* begin *

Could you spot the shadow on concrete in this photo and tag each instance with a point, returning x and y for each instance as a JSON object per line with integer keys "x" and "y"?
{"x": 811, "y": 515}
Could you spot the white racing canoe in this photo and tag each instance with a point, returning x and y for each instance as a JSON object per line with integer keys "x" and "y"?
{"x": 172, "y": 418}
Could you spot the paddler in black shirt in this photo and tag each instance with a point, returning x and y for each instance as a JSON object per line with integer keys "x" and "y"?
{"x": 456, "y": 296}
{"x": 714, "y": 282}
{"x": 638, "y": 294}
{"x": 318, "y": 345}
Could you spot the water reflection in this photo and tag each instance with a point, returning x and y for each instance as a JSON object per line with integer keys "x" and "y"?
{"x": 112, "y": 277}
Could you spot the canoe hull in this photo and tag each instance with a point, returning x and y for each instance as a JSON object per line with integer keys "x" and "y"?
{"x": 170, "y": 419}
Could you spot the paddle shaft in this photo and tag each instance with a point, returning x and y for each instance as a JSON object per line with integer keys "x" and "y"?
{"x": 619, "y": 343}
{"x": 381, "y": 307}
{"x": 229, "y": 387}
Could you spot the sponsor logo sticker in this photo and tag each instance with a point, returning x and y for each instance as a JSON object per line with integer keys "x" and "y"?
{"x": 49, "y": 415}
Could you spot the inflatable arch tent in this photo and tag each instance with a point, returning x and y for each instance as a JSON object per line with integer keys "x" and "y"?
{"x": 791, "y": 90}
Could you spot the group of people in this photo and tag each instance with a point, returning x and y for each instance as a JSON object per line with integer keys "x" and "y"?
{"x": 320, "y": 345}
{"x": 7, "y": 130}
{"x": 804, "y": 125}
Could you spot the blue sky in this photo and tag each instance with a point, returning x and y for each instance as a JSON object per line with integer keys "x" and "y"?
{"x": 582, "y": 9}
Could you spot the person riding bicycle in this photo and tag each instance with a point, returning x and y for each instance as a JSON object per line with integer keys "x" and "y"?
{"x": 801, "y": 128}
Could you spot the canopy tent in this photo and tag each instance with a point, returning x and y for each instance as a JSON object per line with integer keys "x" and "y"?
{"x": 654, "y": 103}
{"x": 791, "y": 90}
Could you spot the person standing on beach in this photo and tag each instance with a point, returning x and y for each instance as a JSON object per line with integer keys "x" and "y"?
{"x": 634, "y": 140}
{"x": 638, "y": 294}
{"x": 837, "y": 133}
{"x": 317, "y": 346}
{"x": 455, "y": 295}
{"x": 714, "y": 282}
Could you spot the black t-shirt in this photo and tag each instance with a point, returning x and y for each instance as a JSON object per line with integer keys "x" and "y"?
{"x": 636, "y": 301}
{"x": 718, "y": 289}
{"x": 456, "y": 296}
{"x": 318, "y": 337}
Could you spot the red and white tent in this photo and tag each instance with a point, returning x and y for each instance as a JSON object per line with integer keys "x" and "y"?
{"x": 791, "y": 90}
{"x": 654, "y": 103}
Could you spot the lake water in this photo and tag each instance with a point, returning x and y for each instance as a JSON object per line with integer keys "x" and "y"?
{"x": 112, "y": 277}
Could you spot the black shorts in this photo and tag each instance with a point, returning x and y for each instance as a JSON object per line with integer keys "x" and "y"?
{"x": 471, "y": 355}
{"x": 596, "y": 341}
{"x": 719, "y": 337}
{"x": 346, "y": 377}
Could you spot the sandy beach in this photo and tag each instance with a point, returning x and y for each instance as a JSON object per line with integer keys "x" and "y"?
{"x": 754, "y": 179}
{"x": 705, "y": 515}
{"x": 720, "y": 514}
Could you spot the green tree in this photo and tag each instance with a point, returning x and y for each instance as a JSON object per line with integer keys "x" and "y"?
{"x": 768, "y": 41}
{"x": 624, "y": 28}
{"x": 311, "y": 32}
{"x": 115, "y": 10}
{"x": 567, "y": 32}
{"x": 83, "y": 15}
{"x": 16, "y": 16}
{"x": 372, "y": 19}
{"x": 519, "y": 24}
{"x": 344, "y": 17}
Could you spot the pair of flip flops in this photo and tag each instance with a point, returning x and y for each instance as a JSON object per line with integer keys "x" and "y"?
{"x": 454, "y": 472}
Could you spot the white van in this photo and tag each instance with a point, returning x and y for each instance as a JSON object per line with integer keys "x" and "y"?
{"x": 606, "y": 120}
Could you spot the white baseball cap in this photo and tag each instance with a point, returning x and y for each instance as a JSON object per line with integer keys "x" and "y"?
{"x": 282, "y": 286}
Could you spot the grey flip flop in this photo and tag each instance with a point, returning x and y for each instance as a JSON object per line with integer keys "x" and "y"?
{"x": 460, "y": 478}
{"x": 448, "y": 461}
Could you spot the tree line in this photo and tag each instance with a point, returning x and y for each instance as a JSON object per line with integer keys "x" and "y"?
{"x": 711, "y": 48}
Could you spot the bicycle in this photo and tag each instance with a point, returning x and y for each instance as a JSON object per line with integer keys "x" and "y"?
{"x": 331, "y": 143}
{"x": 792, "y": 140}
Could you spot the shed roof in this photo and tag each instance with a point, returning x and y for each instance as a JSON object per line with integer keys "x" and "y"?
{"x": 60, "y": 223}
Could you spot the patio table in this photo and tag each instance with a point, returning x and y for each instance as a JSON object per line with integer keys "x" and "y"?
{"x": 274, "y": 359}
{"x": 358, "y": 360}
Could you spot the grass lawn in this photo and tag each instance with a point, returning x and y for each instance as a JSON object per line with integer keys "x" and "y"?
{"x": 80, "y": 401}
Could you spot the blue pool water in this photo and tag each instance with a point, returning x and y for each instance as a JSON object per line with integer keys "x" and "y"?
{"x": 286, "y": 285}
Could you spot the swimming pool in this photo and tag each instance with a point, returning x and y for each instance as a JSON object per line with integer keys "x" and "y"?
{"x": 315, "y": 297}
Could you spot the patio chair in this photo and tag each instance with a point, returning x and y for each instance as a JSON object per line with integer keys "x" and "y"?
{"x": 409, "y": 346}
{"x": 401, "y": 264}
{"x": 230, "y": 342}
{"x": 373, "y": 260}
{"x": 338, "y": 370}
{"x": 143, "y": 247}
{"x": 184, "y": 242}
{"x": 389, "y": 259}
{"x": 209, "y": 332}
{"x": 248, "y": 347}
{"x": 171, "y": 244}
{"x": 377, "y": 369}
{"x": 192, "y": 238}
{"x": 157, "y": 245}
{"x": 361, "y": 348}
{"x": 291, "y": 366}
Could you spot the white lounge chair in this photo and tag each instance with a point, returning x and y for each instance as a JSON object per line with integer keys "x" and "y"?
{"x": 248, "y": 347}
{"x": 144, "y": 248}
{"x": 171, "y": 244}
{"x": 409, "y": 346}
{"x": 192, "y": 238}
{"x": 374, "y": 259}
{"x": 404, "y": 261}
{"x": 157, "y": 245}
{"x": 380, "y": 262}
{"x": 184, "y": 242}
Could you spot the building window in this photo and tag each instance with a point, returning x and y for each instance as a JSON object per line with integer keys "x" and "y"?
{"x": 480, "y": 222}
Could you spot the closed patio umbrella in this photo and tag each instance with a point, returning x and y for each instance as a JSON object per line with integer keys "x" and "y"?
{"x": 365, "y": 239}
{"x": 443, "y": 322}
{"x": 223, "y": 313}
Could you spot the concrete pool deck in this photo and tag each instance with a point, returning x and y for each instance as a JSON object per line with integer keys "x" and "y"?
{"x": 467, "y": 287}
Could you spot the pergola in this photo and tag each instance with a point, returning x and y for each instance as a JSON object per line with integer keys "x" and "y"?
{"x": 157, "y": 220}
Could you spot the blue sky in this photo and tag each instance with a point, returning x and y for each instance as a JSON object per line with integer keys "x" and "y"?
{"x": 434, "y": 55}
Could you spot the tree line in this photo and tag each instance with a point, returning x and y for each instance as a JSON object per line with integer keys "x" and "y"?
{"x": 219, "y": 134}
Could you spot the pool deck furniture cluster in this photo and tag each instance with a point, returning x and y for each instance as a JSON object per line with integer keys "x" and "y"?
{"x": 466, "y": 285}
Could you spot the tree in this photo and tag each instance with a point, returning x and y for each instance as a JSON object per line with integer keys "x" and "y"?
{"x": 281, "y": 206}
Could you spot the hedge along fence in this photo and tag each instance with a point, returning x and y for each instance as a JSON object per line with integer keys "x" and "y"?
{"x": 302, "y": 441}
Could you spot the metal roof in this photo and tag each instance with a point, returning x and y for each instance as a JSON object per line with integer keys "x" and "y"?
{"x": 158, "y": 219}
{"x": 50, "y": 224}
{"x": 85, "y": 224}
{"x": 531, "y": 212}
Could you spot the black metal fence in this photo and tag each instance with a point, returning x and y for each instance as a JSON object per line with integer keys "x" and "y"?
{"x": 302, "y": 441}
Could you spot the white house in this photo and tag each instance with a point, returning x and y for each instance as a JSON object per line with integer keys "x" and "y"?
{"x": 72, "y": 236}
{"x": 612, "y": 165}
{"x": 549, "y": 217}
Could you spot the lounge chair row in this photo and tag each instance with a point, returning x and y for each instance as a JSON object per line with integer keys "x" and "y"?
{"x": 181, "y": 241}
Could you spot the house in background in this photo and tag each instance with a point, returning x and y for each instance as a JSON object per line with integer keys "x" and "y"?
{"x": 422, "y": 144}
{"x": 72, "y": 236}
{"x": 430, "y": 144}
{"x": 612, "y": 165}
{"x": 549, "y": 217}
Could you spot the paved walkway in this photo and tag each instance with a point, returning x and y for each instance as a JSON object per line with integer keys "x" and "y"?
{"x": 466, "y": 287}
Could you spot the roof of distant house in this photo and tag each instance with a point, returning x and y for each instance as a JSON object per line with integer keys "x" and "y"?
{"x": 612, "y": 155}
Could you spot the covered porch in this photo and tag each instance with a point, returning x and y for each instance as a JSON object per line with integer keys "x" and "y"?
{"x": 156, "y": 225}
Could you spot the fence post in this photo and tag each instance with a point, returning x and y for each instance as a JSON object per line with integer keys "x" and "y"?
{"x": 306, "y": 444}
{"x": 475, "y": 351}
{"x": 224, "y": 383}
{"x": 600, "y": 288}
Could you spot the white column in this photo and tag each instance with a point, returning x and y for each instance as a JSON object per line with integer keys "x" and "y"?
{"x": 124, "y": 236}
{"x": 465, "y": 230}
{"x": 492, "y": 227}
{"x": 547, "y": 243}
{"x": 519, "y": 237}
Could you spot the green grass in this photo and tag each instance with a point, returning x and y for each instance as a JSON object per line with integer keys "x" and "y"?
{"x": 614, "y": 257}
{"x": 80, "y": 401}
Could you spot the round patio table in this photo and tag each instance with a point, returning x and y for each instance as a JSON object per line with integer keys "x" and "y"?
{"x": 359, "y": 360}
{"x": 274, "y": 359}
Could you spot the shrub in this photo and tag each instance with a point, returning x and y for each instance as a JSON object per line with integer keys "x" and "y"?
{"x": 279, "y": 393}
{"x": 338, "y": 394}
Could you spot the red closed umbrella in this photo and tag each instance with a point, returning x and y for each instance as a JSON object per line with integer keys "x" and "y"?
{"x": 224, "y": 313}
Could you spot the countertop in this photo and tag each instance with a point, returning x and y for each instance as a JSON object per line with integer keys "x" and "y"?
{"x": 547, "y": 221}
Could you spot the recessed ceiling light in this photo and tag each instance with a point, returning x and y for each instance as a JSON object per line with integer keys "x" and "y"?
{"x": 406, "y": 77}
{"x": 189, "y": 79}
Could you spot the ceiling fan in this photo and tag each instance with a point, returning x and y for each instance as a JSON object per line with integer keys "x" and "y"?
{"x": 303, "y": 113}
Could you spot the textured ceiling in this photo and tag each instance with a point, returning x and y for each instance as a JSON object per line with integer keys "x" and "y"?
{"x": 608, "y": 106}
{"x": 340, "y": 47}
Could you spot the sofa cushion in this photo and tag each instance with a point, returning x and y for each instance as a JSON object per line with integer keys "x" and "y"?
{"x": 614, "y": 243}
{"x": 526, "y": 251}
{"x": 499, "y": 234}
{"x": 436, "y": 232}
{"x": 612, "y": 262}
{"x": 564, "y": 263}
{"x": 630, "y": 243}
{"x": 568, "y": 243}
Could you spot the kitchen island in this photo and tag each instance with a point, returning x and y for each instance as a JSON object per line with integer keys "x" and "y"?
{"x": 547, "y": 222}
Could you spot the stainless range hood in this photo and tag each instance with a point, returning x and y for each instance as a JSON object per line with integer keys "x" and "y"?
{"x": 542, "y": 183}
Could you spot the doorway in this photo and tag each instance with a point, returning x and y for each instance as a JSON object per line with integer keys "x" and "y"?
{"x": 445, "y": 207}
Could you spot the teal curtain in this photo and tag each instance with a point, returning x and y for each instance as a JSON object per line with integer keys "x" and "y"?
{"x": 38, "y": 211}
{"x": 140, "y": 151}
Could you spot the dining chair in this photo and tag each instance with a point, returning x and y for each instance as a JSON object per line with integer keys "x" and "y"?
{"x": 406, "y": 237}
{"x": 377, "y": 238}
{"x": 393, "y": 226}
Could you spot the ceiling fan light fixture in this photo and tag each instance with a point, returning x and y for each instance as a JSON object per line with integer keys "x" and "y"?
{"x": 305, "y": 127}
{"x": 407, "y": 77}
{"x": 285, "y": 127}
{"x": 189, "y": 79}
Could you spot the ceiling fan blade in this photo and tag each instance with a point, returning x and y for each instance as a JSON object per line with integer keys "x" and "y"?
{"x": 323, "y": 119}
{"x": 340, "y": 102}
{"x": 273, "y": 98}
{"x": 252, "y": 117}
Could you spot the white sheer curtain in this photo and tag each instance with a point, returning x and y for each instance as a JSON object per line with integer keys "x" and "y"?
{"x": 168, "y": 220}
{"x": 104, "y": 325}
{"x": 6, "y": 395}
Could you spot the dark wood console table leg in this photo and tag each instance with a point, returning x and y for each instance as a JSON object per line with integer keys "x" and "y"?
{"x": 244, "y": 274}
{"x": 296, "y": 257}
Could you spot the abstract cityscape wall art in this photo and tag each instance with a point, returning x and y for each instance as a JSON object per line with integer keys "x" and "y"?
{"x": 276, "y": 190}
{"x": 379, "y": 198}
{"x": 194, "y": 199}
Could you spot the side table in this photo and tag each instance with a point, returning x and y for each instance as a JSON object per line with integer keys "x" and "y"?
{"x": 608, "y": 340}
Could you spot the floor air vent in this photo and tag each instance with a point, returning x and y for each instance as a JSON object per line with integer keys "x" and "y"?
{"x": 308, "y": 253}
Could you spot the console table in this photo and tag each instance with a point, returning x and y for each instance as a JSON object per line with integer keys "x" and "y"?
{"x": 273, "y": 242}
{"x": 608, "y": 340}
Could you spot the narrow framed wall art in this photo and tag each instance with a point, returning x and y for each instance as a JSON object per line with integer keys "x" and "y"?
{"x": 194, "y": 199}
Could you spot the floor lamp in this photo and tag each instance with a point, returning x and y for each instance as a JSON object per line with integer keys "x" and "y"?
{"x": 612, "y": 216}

* end *

## Instruction
Output the lines from the line containing "Could you spot the console" to the end, both included; add nothing.

## Written response
Could you spot the console table in this photo and tag each instance with a point, returning x and y for each instance as a JSON object per line with integer keys "x" and "y"?
{"x": 273, "y": 242}
{"x": 608, "y": 340}
Could you spot the narrow framed wall art in this photo and tag each instance with a point, returning x and y for each instance as a JSON object per line with integer keys "x" and "y"?
{"x": 194, "y": 199}
Could you spot the floor lamp in this photo and tag each instance with a point, returning x and y for each instance as a JSON object per line with integer keys "x" and "y"?
{"x": 612, "y": 216}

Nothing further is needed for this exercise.